_Text segment_.
------------

New couples have a choice to make. They can choose to open up about their finances or not. Those who are successful will watch their nest eggs grow and progress towards shared goals.

Success simply starts with an open dialogue. When it’s missing, arguments are inevitable.
“While fighting about money is not necessarily as common [for married couples], those arguments tend to be longer than other arguments, they tend to be more damaging to the relationship than other types of arguments,” says Sarah Newcomb, Morningstar’s director of behavioural science. “Finding ways as a new couple to communicate in a healthy way about finances is really important.”

Stage 1 – Dating seriously

Money is consistently cited as the top reason for stress among American adults, according to the American Psychological Association.

“Every year, regardless of the economic climate, money is the number one reason for stress in people's lives,” says Newcomb. “We're stressed about money and talking helps reduce stress, but we don't talk about money.”

------------

_To be done_.
a - In the couples-and-money passage, what position does Sarah Newcomb hold?
b - Please pick up the couples-and-money passage after its last sentence and keep writing it.
The rows that come next are separate material, unconnected to the couples-and-money passage.

_Extracted information_.
------------

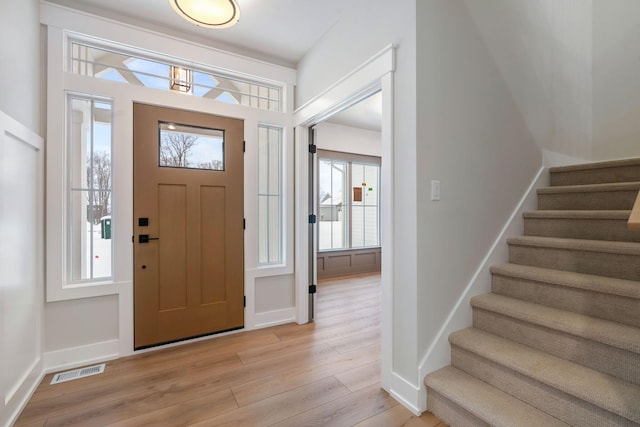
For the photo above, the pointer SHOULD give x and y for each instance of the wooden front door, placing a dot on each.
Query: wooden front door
(188, 224)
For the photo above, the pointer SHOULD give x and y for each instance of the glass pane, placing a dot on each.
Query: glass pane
(357, 227)
(333, 211)
(274, 229)
(89, 224)
(274, 160)
(263, 236)
(263, 160)
(183, 146)
(269, 190)
(124, 68)
(371, 177)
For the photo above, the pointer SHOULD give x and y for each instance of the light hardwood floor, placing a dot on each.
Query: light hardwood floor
(322, 374)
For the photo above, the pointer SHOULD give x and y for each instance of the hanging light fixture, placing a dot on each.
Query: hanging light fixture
(181, 79)
(208, 13)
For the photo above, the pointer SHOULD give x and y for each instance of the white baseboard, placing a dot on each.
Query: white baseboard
(70, 358)
(14, 405)
(274, 318)
(407, 394)
(551, 159)
(438, 353)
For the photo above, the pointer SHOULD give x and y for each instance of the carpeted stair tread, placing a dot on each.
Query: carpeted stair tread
(578, 214)
(607, 171)
(599, 389)
(626, 248)
(610, 333)
(590, 188)
(606, 164)
(486, 402)
(609, 285)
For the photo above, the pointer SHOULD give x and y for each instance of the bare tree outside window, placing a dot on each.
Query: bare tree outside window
(184, 146)
(99, 179)
(175, 149)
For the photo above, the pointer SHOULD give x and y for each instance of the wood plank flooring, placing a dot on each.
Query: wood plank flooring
(325, 373)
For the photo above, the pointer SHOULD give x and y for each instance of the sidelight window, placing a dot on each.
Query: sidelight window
(89, 143)
(269, 195)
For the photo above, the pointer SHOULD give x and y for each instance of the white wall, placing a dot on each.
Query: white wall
(543, 52)
(362, 32)
(20, 61)
(21, 207)
(616, 79)
(473, 139)
(347, 139)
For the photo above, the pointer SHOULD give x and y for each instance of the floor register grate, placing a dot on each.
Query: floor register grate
(77, 373)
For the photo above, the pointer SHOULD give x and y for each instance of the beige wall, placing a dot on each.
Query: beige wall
(472, 138)
(20, 65)
(616, 79)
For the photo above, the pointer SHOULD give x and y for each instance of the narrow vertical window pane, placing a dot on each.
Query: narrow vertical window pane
(89, 136)
(269, 195)
(333, 204)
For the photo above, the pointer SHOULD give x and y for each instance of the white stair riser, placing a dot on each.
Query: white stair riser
(557, 403)
(605, 200)
(595, 355)
(601, 305)
(573, 228)
(622, 266)
(450, 412)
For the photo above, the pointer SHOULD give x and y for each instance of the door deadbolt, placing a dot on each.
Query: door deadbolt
(144, 238)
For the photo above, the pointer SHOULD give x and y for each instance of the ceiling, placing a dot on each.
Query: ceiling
(278, 31)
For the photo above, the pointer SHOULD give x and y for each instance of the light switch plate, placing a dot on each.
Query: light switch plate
(435, 190)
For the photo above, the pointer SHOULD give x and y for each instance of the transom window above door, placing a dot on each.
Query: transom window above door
(168, 75)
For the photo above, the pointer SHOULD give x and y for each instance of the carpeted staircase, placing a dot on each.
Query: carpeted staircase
(557, 342)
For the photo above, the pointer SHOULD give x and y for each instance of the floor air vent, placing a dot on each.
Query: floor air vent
(77, 373)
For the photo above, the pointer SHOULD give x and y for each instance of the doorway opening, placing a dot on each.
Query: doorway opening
(345, 177)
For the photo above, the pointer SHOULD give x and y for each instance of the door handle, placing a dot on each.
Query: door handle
(144, 238)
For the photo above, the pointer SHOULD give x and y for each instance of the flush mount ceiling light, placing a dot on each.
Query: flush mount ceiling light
(208, 13)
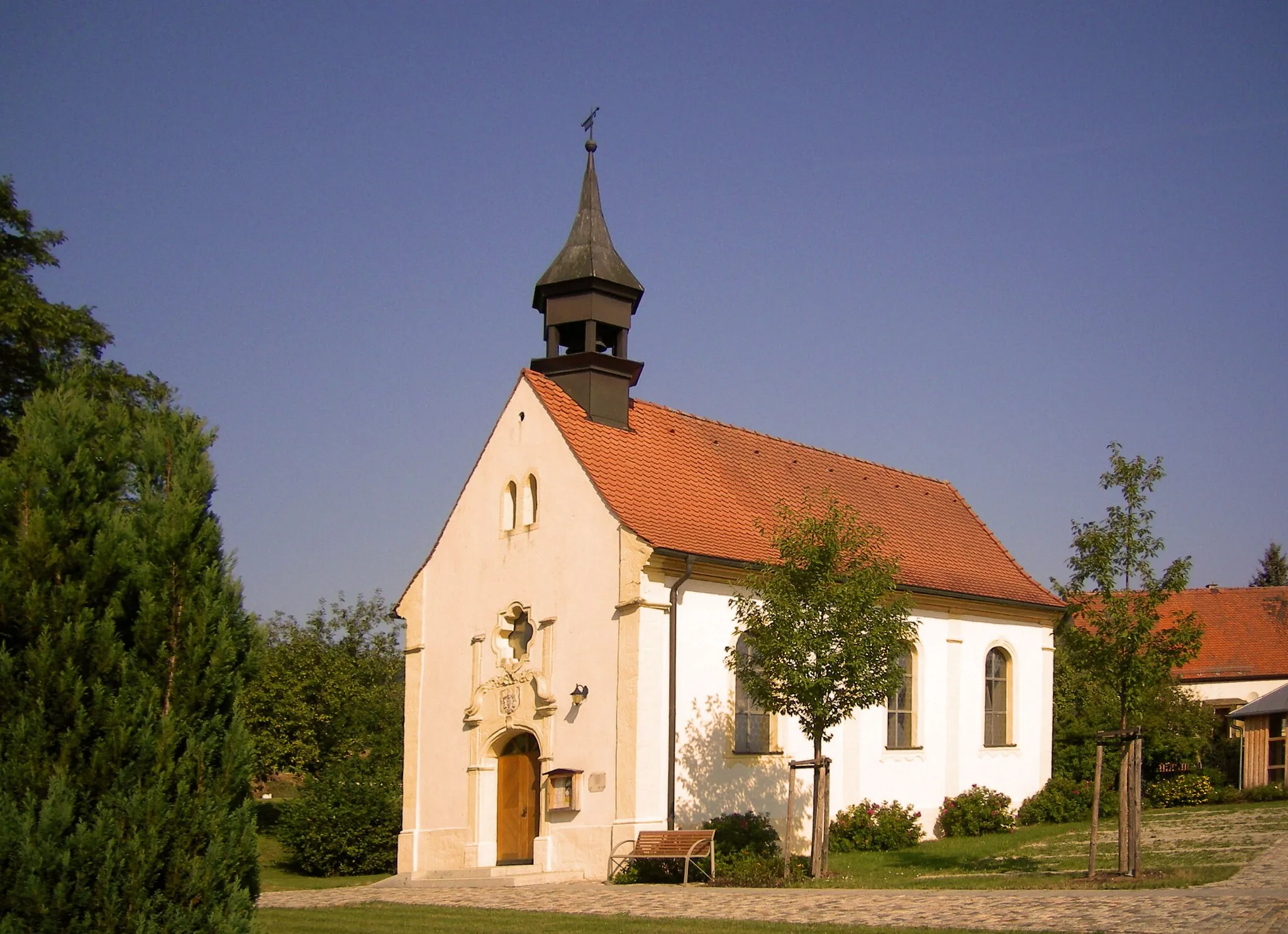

------------

_Responses to the tasks_.
a - Morningstar's director of behavioural science.

b -
Newcomb describes talking as emotional first aid. “Whether or not you merge your finances as a couple is a separate question from whether or not you need to learn how to talk about money as a couple,” she says. “You need to talk even if you never combine bank accounts.”

People who feel that they are moving towards a committed relationship need to start a dialogue about finances, says Jeanette Brox, a senior financial consultant with IG Wealth Management in Toronto. “When you're in the dating stage, you can kind of get a sense of what their values are around money, family history and how they handle debt.”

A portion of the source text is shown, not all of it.